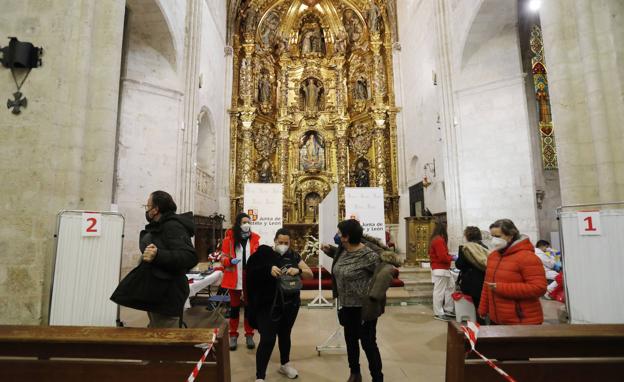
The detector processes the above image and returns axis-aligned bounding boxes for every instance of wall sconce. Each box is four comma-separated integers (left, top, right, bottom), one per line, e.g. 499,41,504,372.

423,159,436,188
536,189,545,209
1,37,43,115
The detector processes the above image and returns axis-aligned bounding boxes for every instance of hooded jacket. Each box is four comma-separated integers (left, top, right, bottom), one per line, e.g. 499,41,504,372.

220,228,261,290
137,211,198,317
478,236,547,325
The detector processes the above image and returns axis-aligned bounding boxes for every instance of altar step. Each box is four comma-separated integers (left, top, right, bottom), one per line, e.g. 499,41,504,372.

300,265,434,306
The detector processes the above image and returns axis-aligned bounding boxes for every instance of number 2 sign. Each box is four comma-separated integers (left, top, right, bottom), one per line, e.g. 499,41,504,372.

577,210,601,236
82,213,102,237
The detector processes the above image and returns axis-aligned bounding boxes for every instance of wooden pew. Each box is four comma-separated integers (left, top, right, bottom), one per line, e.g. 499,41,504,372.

446,321,624,382
0,323,230,382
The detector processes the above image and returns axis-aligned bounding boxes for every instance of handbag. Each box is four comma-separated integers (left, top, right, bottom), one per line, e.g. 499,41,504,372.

278,272,302,295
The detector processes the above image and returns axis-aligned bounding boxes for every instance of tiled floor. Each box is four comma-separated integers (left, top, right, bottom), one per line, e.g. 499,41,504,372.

121,299,564,382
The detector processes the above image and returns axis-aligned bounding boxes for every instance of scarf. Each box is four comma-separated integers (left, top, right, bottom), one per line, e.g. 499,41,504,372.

462,242,489,271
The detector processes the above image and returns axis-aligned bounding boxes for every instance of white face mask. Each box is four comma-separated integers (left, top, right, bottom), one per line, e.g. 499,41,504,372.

275,244,289,255
241,223,251,232
491,237,508,248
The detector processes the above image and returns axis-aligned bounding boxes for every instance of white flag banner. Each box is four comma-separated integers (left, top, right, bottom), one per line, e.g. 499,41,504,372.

318,185,338,272
344,187,386,245
244,183,283,246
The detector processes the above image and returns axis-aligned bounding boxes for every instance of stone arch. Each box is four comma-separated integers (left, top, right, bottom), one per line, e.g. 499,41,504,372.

458,0,518,72
197,107,217,178
125,0,179,85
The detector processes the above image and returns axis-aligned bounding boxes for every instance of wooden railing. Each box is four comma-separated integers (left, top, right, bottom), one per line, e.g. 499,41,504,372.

446,321,624,381
0,323,230,382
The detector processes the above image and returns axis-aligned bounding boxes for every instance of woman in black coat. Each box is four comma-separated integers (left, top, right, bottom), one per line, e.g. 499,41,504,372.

455,226,489,324
113,191,198,329
246,228,312,381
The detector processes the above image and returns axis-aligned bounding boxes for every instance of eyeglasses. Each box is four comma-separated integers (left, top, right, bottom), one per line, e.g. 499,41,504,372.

142,204,154,211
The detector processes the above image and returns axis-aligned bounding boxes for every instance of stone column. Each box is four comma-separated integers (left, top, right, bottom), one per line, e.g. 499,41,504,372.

433,0,463,247
541,0,624,204
177,0,202,212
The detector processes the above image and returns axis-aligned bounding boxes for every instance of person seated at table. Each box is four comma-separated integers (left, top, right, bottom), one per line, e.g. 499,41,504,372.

220,212,261,350
247,228,312,381
535,240,561,281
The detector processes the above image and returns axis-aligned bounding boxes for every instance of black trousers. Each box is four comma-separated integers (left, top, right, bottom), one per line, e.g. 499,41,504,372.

255,300,300,379
339,307,383,382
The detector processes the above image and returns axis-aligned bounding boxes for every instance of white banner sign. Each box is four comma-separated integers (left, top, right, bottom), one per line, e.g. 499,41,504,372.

○ ○ ○ ○

| YOUR TASK |
Reproduce every line above as written, skipping pictures.

| YOUR SOLUTION |
The detector processes the above image and returns axis-aligned bounding boxes for every instance of wall sconce. Each box is four comma-separated integers (left, top, right, bottom), one per line, e.g. 499,41,504,372.

423,159,436,188
536,189,545,209
1,37,43,115
The detector processes the above image and returns axis-aligned bounding boxes for every instance of hooded jacket. Each box is four comma-separated integers (left, top, right, bottom), one per line, e.g. 499,41,504,372.

220,228,261,290
137,211,198,317
478,236,547,325
The detector processes the above image and returns axis-aligned bounding boxes for every instance of altar step. Each box is four comma-separated integers (left, top, right, bottom), one per line, e.g. 499,41,504,372.

300,265,434,306
The detector processes the above image and returns axis-aligned bounding boxes for every instance of number 2 sign. Each box is four comma-separated integers (left, top, right, bottom), one per line, e.g. 499,41,504,372.

577,210,601,236
82,213,102,237
The detector processes the above image and returns axis-aligned bounding boxes for every instance of wooden pew. Each box is four comma-separated integers (left, top, right, bottom), one per line, e.g. 499,41,504,372.

446,321,624,382
0,323,230,382
The detector processes the above image and returns axis-aligned bounding boxes for every instance of handbag. Each box is four comma-separated integers (left, top, right, bottom), one per line, e.g. 499,41,504,372.

278,272,302,295
The detector processes the above image and returns axis-aligned bounding boxes for every instance of tiled floor. Each box is four comma-separated integers (left, top, right, bottom), one per line, e.g. 499,41,504,372.

121,299,564,382
The detector processes the above image and returns axis-aligned bounding boxes for every instance of scarf. Each box is four comma-separated integers (left, top, right, bottom), one per line, e.g. 499,41,504,372.

462,242,489,271
The detector processes the above image and returns axis-aligned bounding boxes for every instance of white face mask. Each box is four comma-separated integers (left, top, right, bottom), one per line, e.g. 499,41,504,372.

275,244,289,255
241,223,251,232
491,237,508,248
The detector processes the above image and returns axis-aligned bounding boxes for every instance of white flag banner. Each box is four comma-separated integers (left, top, right, bottom), one per line, e.g. 499,41,504,372.

318,185,338,272
344,187,386,245
244,183,283,246
The detector processes the above image and returns axis-aligned bounding boxes for every instance of stone arch. Each box is four comma-separated integers (left, top, right, bottom), one per line, e.g. 499,41,504,372.

458,0,518,72
197,107,217,178
125,0,179,85
The detector processes the above image and returns axis-aligned bounding boxes for every instance of wooden railing. Each box is four comma-separated integers (left, top, right, bottom), one per line, e.g. 499,41,504,372.

446,321,624,381
0,323,230,382
The detector processes the above image and returns axis-aligned bounding boxes for every instance of woman in black coat. Each box is four comma-separated integers (left, top, right, bottom), one per line, e.g. 499,41,504,372.

455,226,489,324
113,191,198,329
246,228,312,381
The detector processes the above image and returns axis-aligned bounding boxes for every instance of eyeglasses. Each box is four comma-separated integers (left, top, right, bottom), one per line, e.g. 499,41,504,372.

142,204,154,211
The detector processes the above image and returns axis-aligned bounding boxes for every instance of stone column. Each box is four comma-separated integers (left, top, right, bottom), one per line, e.g. 499,41,504,372.

433,0,463,247
541,0,624,204
177,0,202,212
The detector processes the above image and returns axis-aligned bounding boxes for every instance of person seated at table. Each box is four comma-separated integers (left, top, right, bottom), one per line, e.g. 499,41,504,372.

220,212,261,350
247,228,312,381
535,240,561,281
The detector processes the above image and returns axis-aligned bounding boxes for every instance of black trousers. Each box is four comma-separated integers (left, top, right, bottom), one per line, e.g. 499,41,504,372.

255,300,300,379
339,307,383,382
The detector processes the above image and returns axis-aligned bounding boxes for every instance of white banner sign. Each box is four comma-separated integers (left, top, right, bottom), one per line, e.g. 499,41,504,372.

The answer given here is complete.